What is needed: Only one number is wanted: the count of lines in the records below that hold the word "coordinates".

Provided material:
_ _ _ _

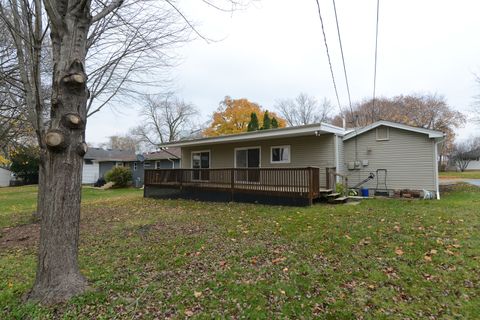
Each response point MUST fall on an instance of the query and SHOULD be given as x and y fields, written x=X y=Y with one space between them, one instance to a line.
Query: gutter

_ _ _ _

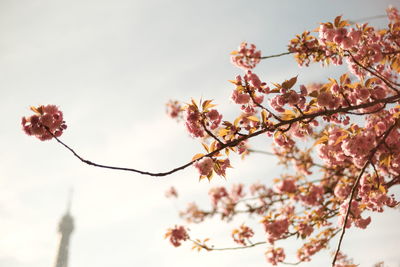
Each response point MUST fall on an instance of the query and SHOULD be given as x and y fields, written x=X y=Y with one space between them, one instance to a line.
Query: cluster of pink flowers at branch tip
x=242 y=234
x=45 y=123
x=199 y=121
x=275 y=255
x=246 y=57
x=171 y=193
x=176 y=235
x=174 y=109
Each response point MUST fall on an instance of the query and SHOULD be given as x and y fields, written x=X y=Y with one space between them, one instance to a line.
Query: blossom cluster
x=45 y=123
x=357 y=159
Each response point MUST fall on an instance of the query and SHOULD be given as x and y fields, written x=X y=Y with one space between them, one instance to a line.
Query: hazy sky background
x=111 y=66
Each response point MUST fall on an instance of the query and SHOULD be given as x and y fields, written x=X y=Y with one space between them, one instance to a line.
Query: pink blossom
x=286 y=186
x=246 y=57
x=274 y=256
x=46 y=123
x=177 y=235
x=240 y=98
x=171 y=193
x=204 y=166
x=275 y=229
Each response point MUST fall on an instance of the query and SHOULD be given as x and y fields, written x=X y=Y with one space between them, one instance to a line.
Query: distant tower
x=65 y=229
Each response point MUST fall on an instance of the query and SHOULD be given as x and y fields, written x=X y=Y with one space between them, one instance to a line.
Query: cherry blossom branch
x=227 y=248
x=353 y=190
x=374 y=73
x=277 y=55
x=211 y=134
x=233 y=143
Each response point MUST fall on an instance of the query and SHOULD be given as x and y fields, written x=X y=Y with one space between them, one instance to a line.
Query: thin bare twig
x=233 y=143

_ _ _ _

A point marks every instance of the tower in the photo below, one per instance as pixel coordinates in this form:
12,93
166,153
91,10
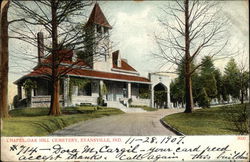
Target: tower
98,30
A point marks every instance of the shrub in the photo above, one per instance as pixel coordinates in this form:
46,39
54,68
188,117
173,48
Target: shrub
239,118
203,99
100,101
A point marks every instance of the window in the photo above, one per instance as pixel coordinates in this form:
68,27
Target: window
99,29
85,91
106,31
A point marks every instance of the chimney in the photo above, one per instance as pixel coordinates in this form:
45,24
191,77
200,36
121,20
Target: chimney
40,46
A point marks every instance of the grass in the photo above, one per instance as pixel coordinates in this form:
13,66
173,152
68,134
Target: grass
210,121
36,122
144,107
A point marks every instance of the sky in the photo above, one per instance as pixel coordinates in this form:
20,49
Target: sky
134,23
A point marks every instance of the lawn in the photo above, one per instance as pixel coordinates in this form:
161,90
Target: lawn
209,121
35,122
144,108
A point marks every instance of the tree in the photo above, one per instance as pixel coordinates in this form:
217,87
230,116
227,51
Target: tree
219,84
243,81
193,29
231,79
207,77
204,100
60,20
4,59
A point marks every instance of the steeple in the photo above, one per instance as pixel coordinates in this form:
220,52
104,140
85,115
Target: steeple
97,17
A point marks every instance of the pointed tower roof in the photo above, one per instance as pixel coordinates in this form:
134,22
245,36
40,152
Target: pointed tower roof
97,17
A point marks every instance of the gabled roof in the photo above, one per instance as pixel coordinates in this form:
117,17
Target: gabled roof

_ _ _ _

Answer space: 11